Pick out every line in the records that contains the string "snow" and copy each one.

• • • • • • •

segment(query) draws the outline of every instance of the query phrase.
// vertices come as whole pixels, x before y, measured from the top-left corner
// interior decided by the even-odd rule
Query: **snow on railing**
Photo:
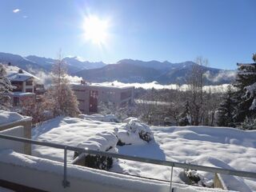
[[[86,148],[84,149],[84,148],[62,145],[62,144],[57,144],[57,143],[52,143],[52,142],[40,142],[40,141],[37,141],[37,140],[23,138],[10,136],[10,135],[5,135],[5,134],[0,134],[0,138],[8,139],[8,140],[12,140],[12,141],[16,141],[16,142],[27,142],[27,143],[34,144],[34,145],[39,145],[39,146],[49,146],[49,147],[54,147],[54,148],[64,150],[64,173],[63,173],[63,181],[62,181],[62,186],[64,188],[68,187],[70,185],[70,183],[66,179],[66,163],[67,163],[66,153],[67,153],[67,150],[78,151],[78,152],[90,154],[98,154],[101,156],[107,156],[107,157],[122,158],[122,159],[135,161],[135,162],[141,162],[151,163],[151,164],[160,165],[160,166],[170,166],[171,167],[171,173],[170,173],[170,191],[173,191],[171,185],[172,185],[173,168],[174,167],[197,170],[202,170],[202,171],[210,172],[210,173],[214,173],[214,174],[229,174],[229,175],[233,175],[233,176],[256,178],[256,173],[248,172],[248,171],[222,169],[222,168],[218,168],[218,167],[198,166],[198,165],[187,164],[187,163],[177,162],[163,161],[163,160],[158,160],[158,159],[154,159],[154,158],[141,158],[141,157],[135,157],[135,156],[129,156],[129,155],[126,155],[126,154],[93,150],[89,150]]]

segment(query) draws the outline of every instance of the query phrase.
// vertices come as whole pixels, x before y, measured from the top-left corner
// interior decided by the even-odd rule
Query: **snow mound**
[[[0,110],[0,125],[20,121],[24,118],[25,117],[16,112]]]
[[[113,132],[103,131],[96,134],[95,136],[88,138],[85,142],[80,142],[78,147],[117,153],[117,143],[118,138]]]
[[[92,121],[118,122],[118,118],[114,114],[106,114],[106,115],[102,115],[100,114],[94,114],[91,115],[80,114],[78,117],[82,119],[87,119],[87,120],[92,120]]]
[[[129,122],[128,122],[129,120]],[[154,138],[150,128],[139,122],[138,118],[126,119],[126,125],[123,130],[115,130],[119,145],[142,145],[145,142],[150,142]]]

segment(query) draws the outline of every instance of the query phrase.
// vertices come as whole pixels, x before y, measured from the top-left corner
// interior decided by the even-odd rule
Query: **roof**
[[[256,66],[256,62],[252,62],[252,63],[237,63],[238,66]]]
[[[73,83],[73,86],[78,87],[105,87],[105,88],[114,88],[114,89],[129,89],[134,88],[134,86],[126,86],[123,85],[115,85],[112,82],[87,82],[86,84]]]
[[[25,82],[31,78],[38,79],[36,76],[32,74],[20,69],[18,66],[5,66],[6,69],[7,78],[10,81],[17,81],[17,82]],[[22,70],[22,73],[18,73],[18,70]]]

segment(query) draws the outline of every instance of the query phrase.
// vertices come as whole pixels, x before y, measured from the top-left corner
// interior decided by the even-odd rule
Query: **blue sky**
[[[255,9],[254,0],[1,0],[0,51],[56,58],[62,48],[106,63],[202,56],[211,67],[235,69],[256,52]],[[108,22],[102,45],[85,40],[89,15]]]

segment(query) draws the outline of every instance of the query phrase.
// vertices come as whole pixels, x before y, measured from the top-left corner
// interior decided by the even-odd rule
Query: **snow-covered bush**
[[[185,169],[182,180],[188,185],[198,185],[206,187],[212,187],[214,185],[213,180],[204,178],[196,170]]]
[[[128,122],[128,119],[125,120]],[[150,128],[140,122],[137,118],[131,118],[124,130],[115,129],[115,134],[118,138],[118,145],[141,145],[146,141],[149,142],[154,138]]]
[[[189,184],[198,184],[201,180],[199,174],[195,170],[185,170],[185,175],[188,178]]]
[[[245,121],[242,122],[241,128],[242,130],[256,130],[256,118],[246,117]]]
[[[96,134],[94,137],[90,137],[86,141],[79,143],[78,147],[117,153],[117,143],[116,135],[113,132],[105,131]],[[74,159],[80,158],[84,158],[83,166],[91,168],[109,170],[113,165],[113,158],[110,157],[81,154],[75,151]]]

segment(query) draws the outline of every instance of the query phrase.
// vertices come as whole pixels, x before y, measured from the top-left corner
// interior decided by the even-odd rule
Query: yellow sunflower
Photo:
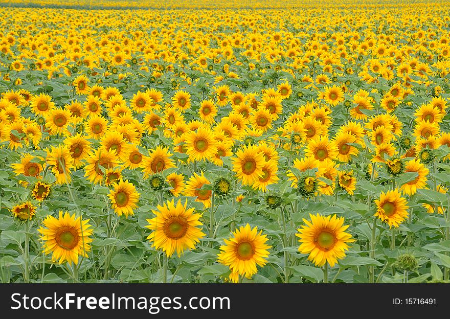
[[[137,208],[140,194],[136,192],[134,186],[127,180],[121,180],[114,184],[114,190],[109,191],[108,197],[111,200],[114,212],[119,216],[133,215],[133,210]]]
[[[351,235],[345,232],[348,225],[344,225],[344,217],[335,215],[325,217],[310,214],[309,217],[311,221],[304,218],[306,225],[298,229],[300,234],[296,234],[301,243],[299,251],[309,254],[308,260],[316,266],[321,267],[328,262],[333,267],[338,259],[345,257],[345,250],[349,248],[347,243],[354,241]]]
[[[52,172],[56,177],[56,183],[66,184],[72,179],[71,169],[74,168],[74,160],[65,145],[52,146],[47,151],[47,163],[52,167]]]
[[[268,249],[271,246],[266,244],[267,235],[253,229],[248,223],[241,226],[233,232],[233,237],[224,239],[225,245],[220,246],[217,255],[219,262],[230,267],[230,279],[237,282],[239,276],[251,278],[258,272],[257,265],[263,267],[267,263]]]
[[[157,146],[142,161],[144,176],[148,177],[165,169],[175,167],[173,160],[170,158],[172,155],[172,154],[169,152],[168,147],[163,147],[161,145]]]
[[[379,199],[376,199],[375,203],[377,210],[374,216],[389,225],[389,228],[398,227],[408,216],[407,200],[401,197],[398,189],[386,193],[381,192]]]
[[[196,131],[191,131],[186,135],[186,154],[191,161],[209,160],[217,151],[216,141],[213,138],[211,130],[200,127]]]
[[[263,176],[264,163],[262,152],[256,145],[249,145],[238,150],[232,159],[233,171],[244,185],[252,185]]]
[[[147,219],[146,228],[153,231],[147,239],[152,242],[152,247],[161,249],[168,257],[176,250],[180,256],[186,249],[195,248],[195,244],[205,236],[201,232],[203,224],[199,220],[201,215],[194,213],[193,208],[186,209],[180,200],[175,204],[172,199],[152,210],[156,217]]]
[[[89,220],[75,218],[75,214],[71,215],[67,212],[63,216],[62,211],[59,211],[57,219],[47,215],[42,222],[43,227],[37,230],[41,234],[43,252],[46,255],[52,253],[52,260],[59,260],[59,264],[65,261],[78,264],[79,256],[87,257],[91,250],[92,238],[89,236],[94,230],[88,223]]]
[[[14,217],[20,220],[31,220],[33,216],[36,215],[37,208],[31,201],[26,201],[14,206],[11,212]]]
[[[405,194],[414,195],[418,189],[426,188],[426,175],[430,170],[425,167],[418,158],[411,160],[404,167],[404,172],[417,172],[418,175],[413,180],[409,181],[401,186],[400,190]]]
[[[212,191],[209,189],[201,189],[204,185],[209,185],[210,181],[204,176],[203,172],[201,175],[194,173],[186,183],[183,193],[187,196],[196,197],[195,201],[203,203],[205,208],[211,206]]]

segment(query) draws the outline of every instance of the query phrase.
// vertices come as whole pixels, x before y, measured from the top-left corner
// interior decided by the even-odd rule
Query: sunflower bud
[[[398,268],[407,271],[413,271],[418,266],[416,257],[410,254],[404,254],[397,257],[395,264]]]

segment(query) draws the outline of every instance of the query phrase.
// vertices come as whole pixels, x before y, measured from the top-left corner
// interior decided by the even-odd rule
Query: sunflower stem
[[[163,282],[167,283],[167,268],[169,265],[169,257],[164,254],[163,255]]]
[[[328,263],[326,262],[323,267],[324,271],[324,281],[323,283],[328,283]]]
[[[211,192],[211,209],[210,211],[210,217],[209,217],[209,237],[210,239],[213,239],[214,238],[214,232],[213,231],[214,227],[214,199],[215,199],[215,192],[213,190]],[[213,242],[210,241],[211,247],[213,246]]]
[[[376,217],[373,219],[373,223],[372,225],[372,237],[370,240],[370,258],[372,259],[375,257],[375,241],[376,236]],[[369,282],[373,284],[375,282],[375,266],[371,265],[369,267],[369,272],[370,274],[370,278]]]

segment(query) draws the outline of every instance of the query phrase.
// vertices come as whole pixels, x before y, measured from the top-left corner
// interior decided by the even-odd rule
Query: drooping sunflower
[[[265,192],[268,185],[276,184],[280,180],[277,176],[278,167],[275,161],[269,161],[264,164],[261,169],[263,175],[253,183],[252,187],[254,189]]]
[[[87,164],[84,166],[84,177],[89,181],[100,184],[103,178],[103,170],[114,168],[119,165],[119,161],[116,152],[110,150],[107,151],[100,148],[91,152],[86,159]],[[100,167],[103,168],[100,168]]]
[[[46,118],[46,126],[50,134],[62,134],[69,123],[71,113],[69,110],[54,108],[50,110]]]
[[[214,118],[217,115],[217,108],[211,100],[202,101],[198,109],[198,116],[202,121],[209,123],[214,122]]]
[[[210,184],[209,180],[204,176],[203,172],[201,175],[194,173],[194,175],[186,183],[183,193],[186,196],[196,197],[195,201],[202,202],[205,208],[209,208],[211,206],[212,191],[209,189],[201,189],[204,185]]]
[[[243,185],[252,185],[263,176],[262,167],[264,163],[262,152],[256,145],[249,145],[238,150],[233,157],[233,171]]]
[[[87,121],[86,131],[89,137],[98,139],[106,134],[108,130],[108,121],[98,115],[91,117]]]
[[[38,157],[24,154],[20,158],[20,163],[13,163],[11,166],[16,173],[16,176],[22,174],[26,176],[39,178],[39,174],[42,171],[42,166],[39,163],[40,160]]]
[[[353,176],[353,171],[338,171],[339,186],[350,195],[353,194],[353,191],[356,189],[356,178]]]
[[[336,160],[339,152],[334,144],[328,140],[328,137],[317,136],[309,141],[305,150],[305,154],[323,162]]]
[[[374,216],[389,225],[389,228],[398,227],[408,216],[407,201],[401,197],[398,189],[381,192],[379,199],[376,199],[376,212]]]
[[[209,160],[217,152],[216,141],[209,129],[200,127],[196,131],[187,133],[185,139],[186,154],[191,161]]]
[[[259,107],[256,111],[250,115],[249,122],[253,128],[265,132],[272,128],[273,120],[274,118],[269,110]]]
[[[136,188],[127,180],[114,183],[114,187],[113,190],[109,191],[108,197],[114,212],[119,216],[124,214],[127,218],[128,215],[133,215],[133,210],[138,207],[140,195],[136,191]]]
[[[107,132],[100,140],[100,145],[107,151],[114,151],[122,161],[126,160],[131,146],[123,134],[117,131]]]
[[[344,217],[323,216],[318,214],[309,214],[311,221],[303,219],[306,225],[297,230],[300,234],[301,243],[299,251],[302,254],[309,254],[308,260],[314,262],[316,266],[321,267],[328,262],[331,267],[338,263],[338,259],[345,257],[348,250],[348,243],[354,239],[350,234],[345,232],[348,225],[344,225]]]
[[[179,90],[172,97],[172,103],[174,107],[181,110],[191,107],[191,95],[183,90]]]
[[[20,220],[31,220],[33,216],[36,215],[37,208],[31,201],[26,201],[18,205],[15,205],[11,209],[14,217]]]
[[[252,229],[248,223],[241,226],[232,233],[232,237],[224,239],[225,245],[220,246],[217,260],[230,267],[230,279],[233,282],[238,281],[236,275],[251,278],[258,272],[257,265],[263,267],[267,263],[268,249],[272,246],[266,244],[267,235],[258,231],[256,226]]]
[[[356,137],[350,132],[340,132],[336,134],[332,143],[338,150],[338,160],[347,163],[351,160],[352,155],[359,152],[357,148],[350,144],[356,142]]]
[[[52,101],[52,97],[50,95],[41,93],[33,97],[30,101],[30,106],[35,114],[45,117],[55,107],[55,103]]]
[[[49,197],[51,186],[50,184],[38,180],[34,184],[33,190],[31,191],[31,196],[36,200],[42,201]]]
[[[152,104],[152,99],[146,92],[138,91],[136,94],[133,95],[130,106],[138,113],[142,113],[148,111]]]
[[[91,88],[87,84],[89,79],[84,75],[79,75],[74,80],[72,83],[75,87],[75,92],[77,94],[87,94],[91,90]]]
[[[324,99],[331,105],[335,106],[344,101],[344,92],[339,86],[325,86],[324,92]]]
[[[144,168],[143,172],[145,177],[162,172],[171,167],[175,167],[175,163],[170,158],[172,155],[169,152],[168,147],[163,147],[161,145],[157,146],[142,161],[142,167]]]
[[[91,250],[92,238],[89,236],[94,230],[89,221],[76,218],[75,214],[71,215],[68,212],[63,216],[62,211],[59,211],[57,219],[47,215],[42,222],[43,227],[37,230],[41,234],[43,252],[46,255],[52,253],[52,260],[59,264],[65,261],[78,264],[79,256],[87,257]]]
[[[85,160],[91,151],[91,143],[83,138],[81,134],[77,134],[74,136],[66,138],[64,144],[70,152],[74,160],[74,166],[76,169],[83,165],[82,161]]]
[[[418,174],[413,180],[410,181],[400,188],[400,190],[405,194],[414,195],[418,189],[426,188],[426,175],[430,170],[425,167],[420,160],[414,158],[408,162],[404,167],[404,172],[414,172]]]
[[[47,163],[52,167],[52,172],[56,177],[56,183],[66,184],[72,179],[71,169],[74,168],[74,160],[65,145],[52,146],[47,151]]]
[[[194,213],[194,208],[186,209],[187,205],[187,201],[183,205],[180,200],[176,204],[173,199],[168,200],[152,210],[156,217],[147,220],[149,224],[145,227],[153,231],[147,239],[152,242],[152,247],[161,249],[168,257],[175,250],[180,256],[187,249],[195,249],[205,236],[199,220],[201,215]]]
[[[172,173],[169,174],[166,177],[166,180],[172,189],[170,192],[175,197],[178,197],[185,188],[185,177],[182,174]]]

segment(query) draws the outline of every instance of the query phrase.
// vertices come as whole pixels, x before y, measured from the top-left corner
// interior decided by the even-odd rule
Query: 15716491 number
[[[436,298],[394,298],[392,303],[394,305],[436,305]]]

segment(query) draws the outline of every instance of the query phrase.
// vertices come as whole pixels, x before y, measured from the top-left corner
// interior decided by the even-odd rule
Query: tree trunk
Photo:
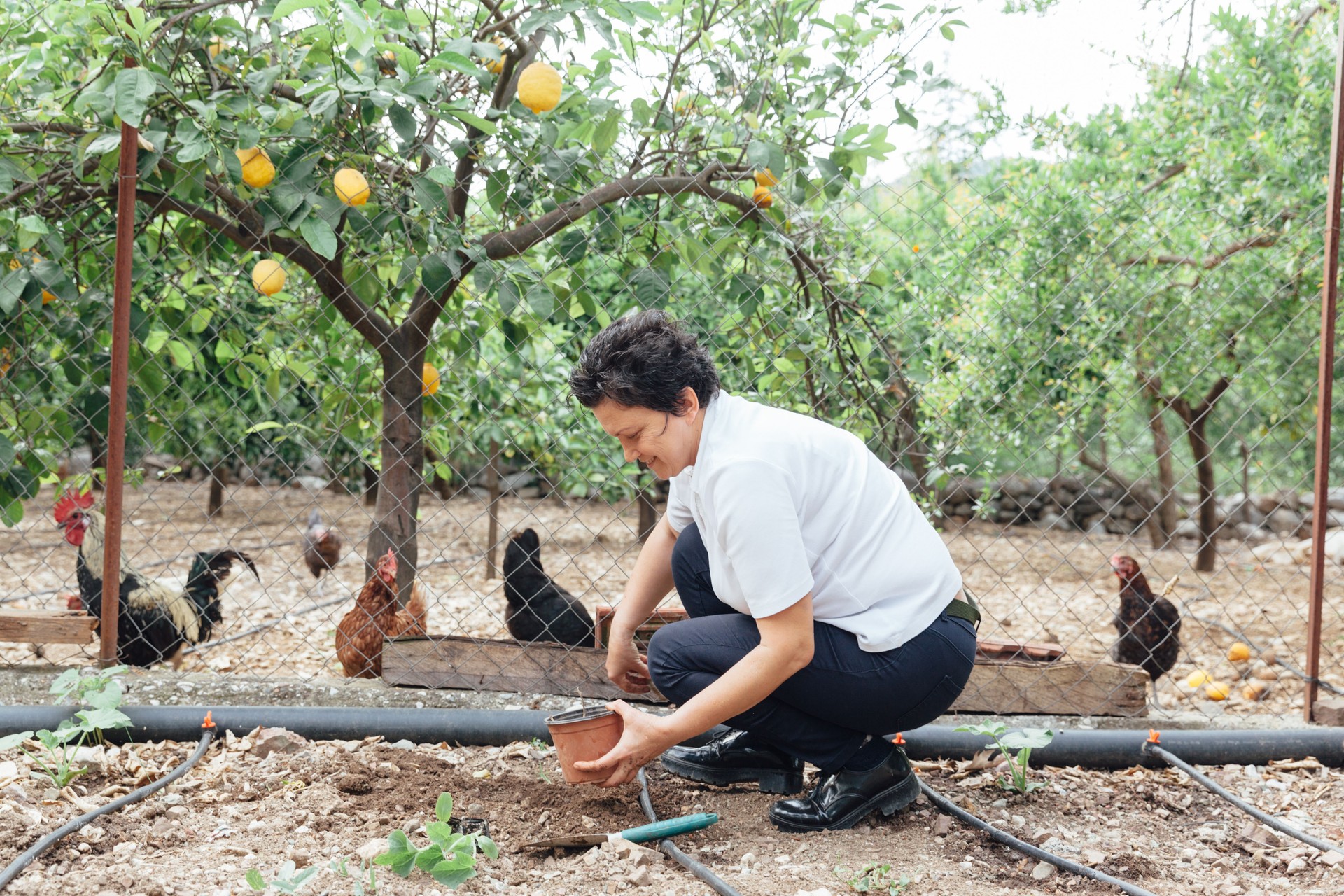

• • • • • • •

Output below ->
Query: **snow on railing**
Query: **snow mound**
Query: **snow-covered bush**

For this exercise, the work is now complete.